*Document passage*:

=-=-=

We tuned the prediction methods as follows. In CART, the Gini index measured the heterogeneity composition of the subset with respect to the outcome, and maximum depth (6) was defined as the stopping criterion. Accounting for potential errors from the risk curve estimation, the regularization parameter in LASSO regression was selected from the cross-validated error within one standard error of its minimum value [18]. For the SL, we considered a simple and a complex library for comparison. The simple library included the response-mean, LASSO regression, and CART; the complex library expanded by additionally including random forest and extreme gradient boosting (XGBoost). Multiple XGBoosts were considered, where their tuning parameters were set to 10, 20, 50 trees, 1 to 6 maximum depths, and 0.001, 0.01, and 0.1 shrinkage for regularization.

=-=-=

*Using the information*:
A. Copy everything in the passage on method tuning from "We tuned the" down to "shrinkage for regularization.".
B. According to the passage on method tuning, which three methods made up the simple library?
The data that follows has nothing to do with the passage on method tuning.

*Supplied material*:
=-=-=

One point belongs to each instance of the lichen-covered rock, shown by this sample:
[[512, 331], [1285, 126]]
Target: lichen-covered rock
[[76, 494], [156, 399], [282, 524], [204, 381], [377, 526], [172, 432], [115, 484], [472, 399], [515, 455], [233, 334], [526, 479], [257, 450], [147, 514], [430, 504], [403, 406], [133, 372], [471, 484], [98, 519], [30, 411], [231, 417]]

=-=-=

*Answers*:
A.
We tuned the prediction methods as follows. In CART, the Gini index measured the heterogeneity composition of the subset with respect to the outcome, and maximum depth (6) was defined as the stopping criterion. Accounting for potential errors from the risk curve estimation, the regularization parameter in LASSO regression was selected from the cross-validated error within one standard error of its minimum value [18]. For the SL, we considered a simple and a complex library for comparison. The simple library included the response-mean, LASSO regression, and CART; the complex library expanded by additionally including random forest and extreme gradient boosting (XGBoost). Multiple XGBoosts were considered, where their tuning parameters were set to 10, 20, 50 trees, 1 to 6 maximum depths, and 0.001, 0.01, and 0.1 shrinkage for regularization.

B. The response-mean, LASSO regression, and CART.